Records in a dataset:
* * * * * * *

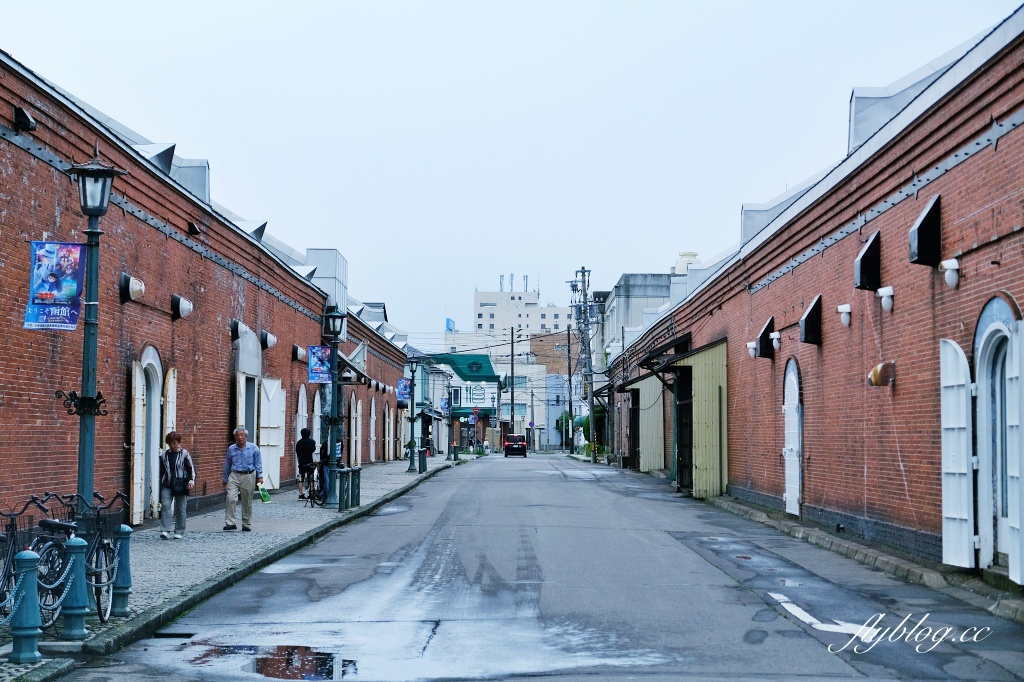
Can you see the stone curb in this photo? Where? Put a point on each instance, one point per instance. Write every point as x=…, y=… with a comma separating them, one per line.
x=148, y=622
x=50, y=670
x=1012, y=609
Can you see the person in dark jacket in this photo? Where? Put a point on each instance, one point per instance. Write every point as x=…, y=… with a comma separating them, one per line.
x=177, y=478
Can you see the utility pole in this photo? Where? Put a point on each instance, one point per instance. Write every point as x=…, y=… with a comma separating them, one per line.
x=589, y=373
x=532, y=418
x=512, y=383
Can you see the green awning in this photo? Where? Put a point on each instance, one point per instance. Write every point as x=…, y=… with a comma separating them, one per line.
x=469, y=367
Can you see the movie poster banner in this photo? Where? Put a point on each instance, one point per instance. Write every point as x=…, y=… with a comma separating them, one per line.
x=57, y=283
x=320, y=365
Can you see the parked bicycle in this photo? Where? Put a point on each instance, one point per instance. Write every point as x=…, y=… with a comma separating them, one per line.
x=315, y=485
x=17, y=530
x=100, y=555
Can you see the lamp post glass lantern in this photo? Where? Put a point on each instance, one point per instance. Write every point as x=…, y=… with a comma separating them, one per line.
x=94, y=183
x=334, y=322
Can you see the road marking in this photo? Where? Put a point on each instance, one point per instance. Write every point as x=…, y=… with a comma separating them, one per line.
x=862, y=632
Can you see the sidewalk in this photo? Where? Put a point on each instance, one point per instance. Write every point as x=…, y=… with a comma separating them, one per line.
x=954, y=582
x=209, y=559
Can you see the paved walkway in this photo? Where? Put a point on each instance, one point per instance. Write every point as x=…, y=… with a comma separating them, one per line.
x=209, y=559
x=169, y=577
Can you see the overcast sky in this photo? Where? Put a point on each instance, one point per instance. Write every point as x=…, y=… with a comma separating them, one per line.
x=441, y=144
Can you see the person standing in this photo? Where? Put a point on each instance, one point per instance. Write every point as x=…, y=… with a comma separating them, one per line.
x=243, y=471
x=177, y=478
x=304, y=450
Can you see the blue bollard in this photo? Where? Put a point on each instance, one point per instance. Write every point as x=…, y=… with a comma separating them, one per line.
x=76, y=603
x=122, y=580
x=344, y=499
x=355, y=485
x=25, y=621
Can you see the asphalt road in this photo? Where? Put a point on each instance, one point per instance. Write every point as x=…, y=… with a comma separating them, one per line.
x=548, y=567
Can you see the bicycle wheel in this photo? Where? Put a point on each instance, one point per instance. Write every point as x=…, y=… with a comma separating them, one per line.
x=6, y=581
x=101, y=573
x=50, y=568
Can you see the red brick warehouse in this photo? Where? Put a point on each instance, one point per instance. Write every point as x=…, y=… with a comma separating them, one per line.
x=232, y=360
x=857, y=360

* * * * * * *

| WORK TO COMPLETE |
Reproduce without alteration every line from the one containing "Can you see the parked" down to the one containing "x=169, y=577", including both of those lines.

| RIGHT ANSWER |
Can you see the parked bicycle in this photo? Where? Put a point on each instance, one point per instance. Write every point as x=…, y=… with a comma separating them, one per line.
x=315, y=485
x=17, y=530
x=100, y=555
Can you see the lamp post glass lantern in this photo? Where? Put a point on each instance, one point per instance. Write every point as x=…, y=… with a comma separating them, one per line.
x=94, y=183
x=334, y=322
Can you see the road marking in this photo? Where? Put a point on each instance, one point per instance. Write every point as x=…, y=… with a comma separating them, one per line.
x=862, y=632
Can you see the sidewalk in this photo? Where? Put a point on each instance, one point per instance. Write every point as x=…, y=… with a comma separating them, one per line.
x=954, y=582
x=209, y=559
Can you see the paved walkway in this photo? Where? Put a point on each instance, one point per instance. Write every point as x=…, y=… with a comma separating them, one per line.
x=209, y=559
x=169, y=577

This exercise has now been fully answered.